• Brief: Write out all of the data without omission, exactly as shown.

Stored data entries
------------------------------------------------------------

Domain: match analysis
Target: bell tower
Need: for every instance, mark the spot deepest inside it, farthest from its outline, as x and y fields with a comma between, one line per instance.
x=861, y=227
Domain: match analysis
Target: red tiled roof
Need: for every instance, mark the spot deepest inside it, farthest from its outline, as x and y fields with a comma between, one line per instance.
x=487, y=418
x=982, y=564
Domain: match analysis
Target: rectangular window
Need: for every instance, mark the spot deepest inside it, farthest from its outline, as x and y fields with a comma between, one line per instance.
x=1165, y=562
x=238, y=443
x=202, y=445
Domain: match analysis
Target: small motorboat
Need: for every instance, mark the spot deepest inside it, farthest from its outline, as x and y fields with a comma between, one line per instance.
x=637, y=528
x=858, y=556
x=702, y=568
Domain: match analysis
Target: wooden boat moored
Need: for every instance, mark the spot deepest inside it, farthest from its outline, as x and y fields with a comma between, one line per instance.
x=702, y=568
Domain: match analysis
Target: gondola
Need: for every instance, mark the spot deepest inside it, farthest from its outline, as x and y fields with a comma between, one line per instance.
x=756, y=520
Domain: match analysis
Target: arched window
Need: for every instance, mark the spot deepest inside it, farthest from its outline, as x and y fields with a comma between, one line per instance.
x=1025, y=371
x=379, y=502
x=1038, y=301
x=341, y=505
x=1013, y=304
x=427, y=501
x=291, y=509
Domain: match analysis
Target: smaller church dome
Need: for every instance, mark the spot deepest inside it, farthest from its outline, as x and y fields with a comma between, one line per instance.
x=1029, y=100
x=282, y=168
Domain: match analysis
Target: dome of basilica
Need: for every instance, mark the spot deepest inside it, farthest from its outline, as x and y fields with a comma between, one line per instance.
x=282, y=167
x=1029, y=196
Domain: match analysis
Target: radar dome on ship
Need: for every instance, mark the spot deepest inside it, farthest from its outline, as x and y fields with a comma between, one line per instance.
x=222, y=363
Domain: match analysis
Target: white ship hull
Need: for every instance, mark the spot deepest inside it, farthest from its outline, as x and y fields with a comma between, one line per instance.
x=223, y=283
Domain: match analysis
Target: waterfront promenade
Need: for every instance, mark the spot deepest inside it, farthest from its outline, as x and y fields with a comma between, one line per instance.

------------------------------------------------------------

• Written answer:
Domain: match analysis
Target: bell tower
Need: for every instance, mark the spot deepest inside it, farthest from its outline, as x and y fields with a comma between, one line per instance.
x=861, y=227
Domain: match analysis
Target: red tiled roof
Need: for every instance, mark the spot deepest inside it, farthest from its outline, as x and y fields with a comma between, one line per instance.
x=487, y=418
x=982, y=564
Domain: match analysis
Target: rectangular window
Need: for every instance, mark the spot deepest inside it, farthest from its outline, as x and y fields with a comma between, one line per instance.
x=1165, y=562
x=238, y=443
x=202, y=445
Domain: match analysis
Target: small motorboat
Need: for every instance, mark the spot deepest inside it, farthest from its outline, as x and y fields with a comma between, one line per instance.
x=637, y=528
x=858, y=556
x=702, y=568
Domain: match analysis
Target: wooden boat moored
Need: for every instance, mark the spot deepest inside it, farthest from its outline, as x and y fields with a comma between, one line per instance.
x=702, y=568
Domain: match analysis
Target: gondola
Need: for every instance, mark the spot deepest inside it, farthest from its outline, as x and y fields with a comma between, one line per instance.
x=756, y=520
Domain: match analysis
Target: arched window
Need: for every instance, mark the spot deepest inside it, farthest from its outline, as x and y fields with a comma between, one line per instance.
x=1025, y=371
x=379, y=502
x=1038, y=301
x=341, y=505
x=1013, y=304
x=427, y=501
x=291, y=509
Domain: match analysis
Target: smaller church dome
Need: for every instance, mark the spot deepest inside it, farthest from its outline, as x and y fields with a comma between, one line per instance.
x=1029, y=100
x=282, y=168
Domain: match analysis
Target: dome of basilica
Need: for every instance, mark the spot deepest inside it, farthest from its outline, as x and y fields with a comma between, one line per instance.
x=282, y=167
x=1029, y=196
Domain: match analysis
Target: radar dome on ship
Need: for every instance, mark the spot deepest inside it, farthest from its outline, as x and y fields with a comma between, one line per instance.
x=222, y=363
Domain: match analysis
Target: white ship hull
Need: for every instance, mark the spot deepest inside it, farthest from its outline, as x and y fields with a comma between, one line per instance.
x=223, y=283
Domain: match analysis
Target: waterfront promenade
Need: for every instance, mark the spot deepest inside it, farthest from its outline, as x and y fields with a comma between, one line per instance.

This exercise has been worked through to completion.